Fragmento.

########################################

Musical y severo, arbitrario y fastuoso, brillantemente personal, John Milton fue el primero de los grandes poetas ingleses que no se dedicó exclusivamente al drama. Como después lo hicieron Wordsworth, Shelley, Tennyson y Browning. Milton cultivó libremente las inclinaciones de su genio. En la infancia, su belleza física, casi afeminada, y su carácter insubordinado llamaron la atención en el colegio. Después de cursar sus estudios se consagró con entusiasmo a la enseñanza. Sus primeras obras fueron escritas en italiano y en latín. Entre los primeros poemas escritos en inglés figuran L’Allegro e Il Penseroso. Desde el comienzo se nota en su modo de versificar una nueva combinación de palabras, una elección laboriosa de epítetos. Hasta entonces no se habían escrito tantas variedades de versos octosilábicos, alegres y graves.
En 1634 Milton escribió Comus (una mascarada). Durante un viaje a Italia, en memoria de la muerte de su amigo Edward King compuso Lycidas. Este poema, severamente censurado por los críticos, no adolece, a mi juicio, de los defectos que señala Johnson, sino de otros más complejos. Johnson reprocha a Milton el haber compuesto un poema en el cual, sin bastante seriedad, llora a un amigo, añorando recuerdos pastoriles inventados y nombrando en vano personajes mitológicos. Los argumentos que esgrime para atacarlo son de orden moral y no literario. «Cuando sobra el tiempo para la ficción» dice Johnson, «es porque hay poco pesar». Pero ¿acaso escribir un poema no es ya una ficción? ¿Sería posible versificar nuestro dolor sin inventarlo, sin recrearlo, sin verlo desde afuera, sin que sus personajes se transformen en otros personajes?
En 1650 Milton, con resolución inflexible, penetró en el Paradise Lost; este poema (escrito en blank verse**) se desarrolla en escenarios grandiosos: el universo, el caos, el cielo y el infierno.
El tema es el destino humano: lo que el hombre podría ser y lo que es. Dos años después, Milton, ya ciego, prosigue su trabajo, lo termina en 1663, y comienza Paradise Regained y Samson Agonistes. Este último poema fue escrito de acuerdo con los cánones de las antiguas tragedias griegas.

########################################

Filas extraídas.
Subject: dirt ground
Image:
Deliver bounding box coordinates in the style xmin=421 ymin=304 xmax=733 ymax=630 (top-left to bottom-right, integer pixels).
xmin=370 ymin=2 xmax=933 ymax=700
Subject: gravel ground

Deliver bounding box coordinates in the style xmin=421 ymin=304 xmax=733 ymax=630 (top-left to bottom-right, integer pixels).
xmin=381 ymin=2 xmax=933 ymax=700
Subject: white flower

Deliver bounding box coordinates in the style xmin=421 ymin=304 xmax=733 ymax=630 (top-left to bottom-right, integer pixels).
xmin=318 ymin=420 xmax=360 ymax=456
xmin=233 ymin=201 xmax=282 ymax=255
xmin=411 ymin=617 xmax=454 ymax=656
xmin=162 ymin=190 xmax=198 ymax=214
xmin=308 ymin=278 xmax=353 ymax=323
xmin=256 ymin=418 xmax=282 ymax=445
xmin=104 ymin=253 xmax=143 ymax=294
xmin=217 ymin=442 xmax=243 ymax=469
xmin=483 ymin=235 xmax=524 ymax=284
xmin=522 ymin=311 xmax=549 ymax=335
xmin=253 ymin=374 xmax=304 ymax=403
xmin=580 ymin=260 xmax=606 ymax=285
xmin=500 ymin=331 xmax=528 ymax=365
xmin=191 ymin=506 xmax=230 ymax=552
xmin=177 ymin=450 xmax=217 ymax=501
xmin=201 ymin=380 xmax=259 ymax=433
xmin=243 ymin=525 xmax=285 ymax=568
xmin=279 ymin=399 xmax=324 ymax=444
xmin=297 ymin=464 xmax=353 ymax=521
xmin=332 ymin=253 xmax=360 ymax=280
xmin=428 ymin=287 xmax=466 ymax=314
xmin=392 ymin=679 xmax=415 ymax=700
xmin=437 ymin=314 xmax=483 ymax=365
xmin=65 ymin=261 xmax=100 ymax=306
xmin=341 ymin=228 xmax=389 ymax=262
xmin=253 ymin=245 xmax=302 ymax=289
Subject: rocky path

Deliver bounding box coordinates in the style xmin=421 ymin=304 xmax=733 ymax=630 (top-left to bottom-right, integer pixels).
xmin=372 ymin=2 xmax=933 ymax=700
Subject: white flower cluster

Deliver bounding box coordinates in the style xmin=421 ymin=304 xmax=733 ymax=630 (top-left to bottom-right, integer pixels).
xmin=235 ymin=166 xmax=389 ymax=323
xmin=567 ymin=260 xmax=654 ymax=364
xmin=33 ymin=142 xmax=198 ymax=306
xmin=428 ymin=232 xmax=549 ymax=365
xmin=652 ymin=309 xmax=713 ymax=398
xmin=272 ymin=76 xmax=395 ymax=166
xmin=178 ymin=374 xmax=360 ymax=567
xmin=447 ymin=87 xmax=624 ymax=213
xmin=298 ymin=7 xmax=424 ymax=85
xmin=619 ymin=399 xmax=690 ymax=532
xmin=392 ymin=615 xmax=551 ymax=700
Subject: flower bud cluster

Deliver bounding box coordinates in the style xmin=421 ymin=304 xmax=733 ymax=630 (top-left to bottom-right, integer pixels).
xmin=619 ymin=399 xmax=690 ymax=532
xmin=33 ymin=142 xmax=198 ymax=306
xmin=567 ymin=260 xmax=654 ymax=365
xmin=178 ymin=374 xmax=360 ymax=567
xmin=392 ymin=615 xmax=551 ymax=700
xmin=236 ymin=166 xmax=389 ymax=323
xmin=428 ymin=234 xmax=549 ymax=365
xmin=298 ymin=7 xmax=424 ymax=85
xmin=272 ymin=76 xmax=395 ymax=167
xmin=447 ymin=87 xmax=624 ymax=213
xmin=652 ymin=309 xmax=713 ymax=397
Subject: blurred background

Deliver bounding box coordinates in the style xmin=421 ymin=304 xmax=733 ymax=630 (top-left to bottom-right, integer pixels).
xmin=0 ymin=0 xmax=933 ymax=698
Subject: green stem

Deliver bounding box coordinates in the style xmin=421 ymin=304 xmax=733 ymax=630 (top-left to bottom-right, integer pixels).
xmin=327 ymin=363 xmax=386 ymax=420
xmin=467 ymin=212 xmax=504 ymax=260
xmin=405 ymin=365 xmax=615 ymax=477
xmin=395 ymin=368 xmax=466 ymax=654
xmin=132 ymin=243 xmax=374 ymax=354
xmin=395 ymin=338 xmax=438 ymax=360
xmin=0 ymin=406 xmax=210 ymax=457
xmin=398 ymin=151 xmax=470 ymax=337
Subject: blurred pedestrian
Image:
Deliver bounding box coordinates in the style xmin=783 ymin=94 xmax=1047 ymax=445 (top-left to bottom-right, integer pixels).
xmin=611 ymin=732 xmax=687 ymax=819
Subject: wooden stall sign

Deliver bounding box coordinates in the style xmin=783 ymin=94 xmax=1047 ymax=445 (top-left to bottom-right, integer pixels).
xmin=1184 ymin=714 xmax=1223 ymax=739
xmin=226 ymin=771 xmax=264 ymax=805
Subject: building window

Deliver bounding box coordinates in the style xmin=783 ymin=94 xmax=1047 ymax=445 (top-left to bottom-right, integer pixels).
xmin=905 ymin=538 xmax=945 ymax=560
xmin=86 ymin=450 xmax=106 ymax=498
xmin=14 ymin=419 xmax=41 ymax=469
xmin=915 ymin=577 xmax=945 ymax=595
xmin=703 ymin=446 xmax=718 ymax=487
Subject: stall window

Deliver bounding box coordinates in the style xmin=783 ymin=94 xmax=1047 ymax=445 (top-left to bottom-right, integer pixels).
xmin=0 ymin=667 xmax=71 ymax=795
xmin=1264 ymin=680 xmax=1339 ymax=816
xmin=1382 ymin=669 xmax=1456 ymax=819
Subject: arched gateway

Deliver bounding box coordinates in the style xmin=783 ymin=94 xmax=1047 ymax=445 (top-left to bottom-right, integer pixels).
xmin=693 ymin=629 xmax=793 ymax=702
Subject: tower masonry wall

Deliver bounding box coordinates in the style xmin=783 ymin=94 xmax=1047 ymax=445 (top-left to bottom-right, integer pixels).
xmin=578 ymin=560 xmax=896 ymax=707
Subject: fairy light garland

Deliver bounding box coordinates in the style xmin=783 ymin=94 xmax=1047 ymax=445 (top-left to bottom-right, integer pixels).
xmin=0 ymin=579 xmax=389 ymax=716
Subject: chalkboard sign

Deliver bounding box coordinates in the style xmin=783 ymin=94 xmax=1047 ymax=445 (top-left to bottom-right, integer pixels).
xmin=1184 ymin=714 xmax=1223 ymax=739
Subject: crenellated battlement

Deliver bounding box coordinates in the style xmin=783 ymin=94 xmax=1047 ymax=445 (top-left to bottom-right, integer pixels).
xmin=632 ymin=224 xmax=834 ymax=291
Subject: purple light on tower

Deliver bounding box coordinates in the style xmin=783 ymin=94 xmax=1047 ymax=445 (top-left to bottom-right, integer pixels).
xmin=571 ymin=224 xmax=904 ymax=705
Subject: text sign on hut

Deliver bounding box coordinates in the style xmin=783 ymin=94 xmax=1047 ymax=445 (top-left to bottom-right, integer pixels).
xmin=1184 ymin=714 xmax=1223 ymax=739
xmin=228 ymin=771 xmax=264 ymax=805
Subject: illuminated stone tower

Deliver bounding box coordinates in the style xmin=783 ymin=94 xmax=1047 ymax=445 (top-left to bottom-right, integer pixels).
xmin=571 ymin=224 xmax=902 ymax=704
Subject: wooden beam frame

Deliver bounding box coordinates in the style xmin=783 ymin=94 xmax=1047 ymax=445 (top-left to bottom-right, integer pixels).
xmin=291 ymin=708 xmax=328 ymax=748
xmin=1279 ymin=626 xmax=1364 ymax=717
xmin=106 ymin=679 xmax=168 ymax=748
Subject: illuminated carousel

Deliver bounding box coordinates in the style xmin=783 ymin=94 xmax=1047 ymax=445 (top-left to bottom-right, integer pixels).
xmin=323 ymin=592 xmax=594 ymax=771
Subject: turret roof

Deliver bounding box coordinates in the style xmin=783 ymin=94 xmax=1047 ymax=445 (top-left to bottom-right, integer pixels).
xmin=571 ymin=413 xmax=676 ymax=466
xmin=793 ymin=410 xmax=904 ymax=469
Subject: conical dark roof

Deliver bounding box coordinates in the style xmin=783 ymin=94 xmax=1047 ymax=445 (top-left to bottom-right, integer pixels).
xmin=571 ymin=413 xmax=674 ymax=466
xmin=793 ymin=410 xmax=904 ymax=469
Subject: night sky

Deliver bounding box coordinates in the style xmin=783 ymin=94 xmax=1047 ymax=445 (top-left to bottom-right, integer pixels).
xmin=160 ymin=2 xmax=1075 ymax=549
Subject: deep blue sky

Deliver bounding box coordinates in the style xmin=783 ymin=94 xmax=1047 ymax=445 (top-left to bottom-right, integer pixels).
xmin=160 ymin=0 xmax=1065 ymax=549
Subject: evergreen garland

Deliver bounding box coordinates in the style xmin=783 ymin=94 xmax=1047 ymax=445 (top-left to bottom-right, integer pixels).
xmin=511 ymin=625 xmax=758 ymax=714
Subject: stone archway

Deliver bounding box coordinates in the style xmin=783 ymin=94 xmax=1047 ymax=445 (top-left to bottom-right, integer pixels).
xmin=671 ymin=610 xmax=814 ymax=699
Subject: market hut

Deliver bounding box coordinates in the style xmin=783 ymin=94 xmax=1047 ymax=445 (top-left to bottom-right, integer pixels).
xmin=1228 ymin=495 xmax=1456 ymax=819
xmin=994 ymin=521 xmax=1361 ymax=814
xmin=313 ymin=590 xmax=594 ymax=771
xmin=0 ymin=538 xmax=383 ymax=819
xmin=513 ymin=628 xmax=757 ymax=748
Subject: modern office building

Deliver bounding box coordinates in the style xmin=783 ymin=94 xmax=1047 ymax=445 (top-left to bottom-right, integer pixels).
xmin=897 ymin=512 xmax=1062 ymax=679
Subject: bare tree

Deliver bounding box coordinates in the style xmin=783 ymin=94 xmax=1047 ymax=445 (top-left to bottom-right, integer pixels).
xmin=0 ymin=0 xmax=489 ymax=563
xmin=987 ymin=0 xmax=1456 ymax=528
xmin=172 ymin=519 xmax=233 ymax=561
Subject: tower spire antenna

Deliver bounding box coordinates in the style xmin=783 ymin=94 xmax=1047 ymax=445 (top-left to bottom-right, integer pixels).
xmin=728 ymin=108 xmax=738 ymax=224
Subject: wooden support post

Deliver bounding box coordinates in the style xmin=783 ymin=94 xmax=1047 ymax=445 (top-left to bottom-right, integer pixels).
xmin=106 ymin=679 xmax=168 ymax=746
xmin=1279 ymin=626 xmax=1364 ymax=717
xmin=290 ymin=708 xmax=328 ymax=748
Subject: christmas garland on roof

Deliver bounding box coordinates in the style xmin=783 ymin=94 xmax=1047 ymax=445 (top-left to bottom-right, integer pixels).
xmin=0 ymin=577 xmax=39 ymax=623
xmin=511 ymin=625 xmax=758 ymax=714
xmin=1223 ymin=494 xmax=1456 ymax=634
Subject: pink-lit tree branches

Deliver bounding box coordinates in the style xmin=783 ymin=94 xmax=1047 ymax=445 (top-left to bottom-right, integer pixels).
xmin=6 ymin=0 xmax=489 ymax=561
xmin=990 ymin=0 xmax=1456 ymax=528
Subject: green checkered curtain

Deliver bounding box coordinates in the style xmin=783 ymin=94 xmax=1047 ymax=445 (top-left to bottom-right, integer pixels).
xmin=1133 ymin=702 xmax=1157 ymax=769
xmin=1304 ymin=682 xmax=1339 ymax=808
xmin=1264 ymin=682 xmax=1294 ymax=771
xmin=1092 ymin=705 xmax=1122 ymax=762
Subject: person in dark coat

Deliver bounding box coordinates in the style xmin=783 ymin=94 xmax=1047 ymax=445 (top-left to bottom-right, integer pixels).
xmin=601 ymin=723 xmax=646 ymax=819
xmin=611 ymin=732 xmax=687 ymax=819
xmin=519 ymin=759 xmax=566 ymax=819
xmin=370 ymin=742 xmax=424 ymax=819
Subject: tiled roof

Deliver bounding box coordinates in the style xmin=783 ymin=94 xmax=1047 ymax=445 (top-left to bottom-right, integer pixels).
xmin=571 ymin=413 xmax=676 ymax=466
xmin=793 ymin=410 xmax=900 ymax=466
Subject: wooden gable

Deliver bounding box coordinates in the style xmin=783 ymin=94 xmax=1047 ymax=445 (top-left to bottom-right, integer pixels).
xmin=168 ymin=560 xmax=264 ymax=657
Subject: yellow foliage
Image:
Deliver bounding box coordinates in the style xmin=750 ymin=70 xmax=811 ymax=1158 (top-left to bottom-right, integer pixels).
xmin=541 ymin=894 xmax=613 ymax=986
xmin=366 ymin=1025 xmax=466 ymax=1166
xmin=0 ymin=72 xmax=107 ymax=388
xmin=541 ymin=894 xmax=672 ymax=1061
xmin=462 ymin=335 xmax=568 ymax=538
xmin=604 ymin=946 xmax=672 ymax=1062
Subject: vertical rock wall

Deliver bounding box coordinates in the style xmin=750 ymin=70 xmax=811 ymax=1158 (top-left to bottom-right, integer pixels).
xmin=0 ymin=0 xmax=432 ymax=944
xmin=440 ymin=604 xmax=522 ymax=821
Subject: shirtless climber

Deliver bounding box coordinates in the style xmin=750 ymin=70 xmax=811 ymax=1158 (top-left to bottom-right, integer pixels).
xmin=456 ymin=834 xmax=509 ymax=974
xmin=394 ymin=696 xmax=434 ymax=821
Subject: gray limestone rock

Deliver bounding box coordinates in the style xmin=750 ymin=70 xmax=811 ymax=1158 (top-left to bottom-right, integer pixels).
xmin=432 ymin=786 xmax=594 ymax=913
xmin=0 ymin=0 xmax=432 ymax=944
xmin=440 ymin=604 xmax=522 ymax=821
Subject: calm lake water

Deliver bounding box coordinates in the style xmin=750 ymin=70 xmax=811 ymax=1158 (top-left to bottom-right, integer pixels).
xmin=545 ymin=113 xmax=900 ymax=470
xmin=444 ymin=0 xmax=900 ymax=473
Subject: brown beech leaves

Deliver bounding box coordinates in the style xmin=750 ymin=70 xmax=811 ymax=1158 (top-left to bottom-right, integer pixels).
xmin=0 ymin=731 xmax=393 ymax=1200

########################################

Ejercicio propuesto 1.
Responda, según el fragmento sobre John Milton:
(a) ¿En qué lenguas escribió Milton sus primeras obras?
(b) ¿En qué año escribió Comus?
(c) ¿De acuerdo con qué cánones fue escrito Samson Agonistes?
Ejercicio propuesto 2. Transcriba literalmente las filas, desde el comienzo de estas hasta la línea que contiene "xmin=381 ymin=2 xmax=933 ymax=700", ambos extremos incluidos.

Resultado 1.
(a) En italiano y en latín.
(b) En 1634.
(c) De acuerdo con los cánones de las antiguas tragedias griegas.

Resultado 2.
Subject: dirt ground
Image:
Deliver bounding box coordinates in the style xmin=421 ymin=304 xmax=733 ymax=630 (top-left to bottom-right, integer pixels).
xmin=370 ymin=2 xmax=933 ymax=700
Subject: gravel ground

Deliver bounding box coordinates in the style xmin=421 ymin=304 xmax=733 ymax=630 (top-left to bottom-right, integer pixels).
xmin=381 ymin=2 xmax=933 ymax=700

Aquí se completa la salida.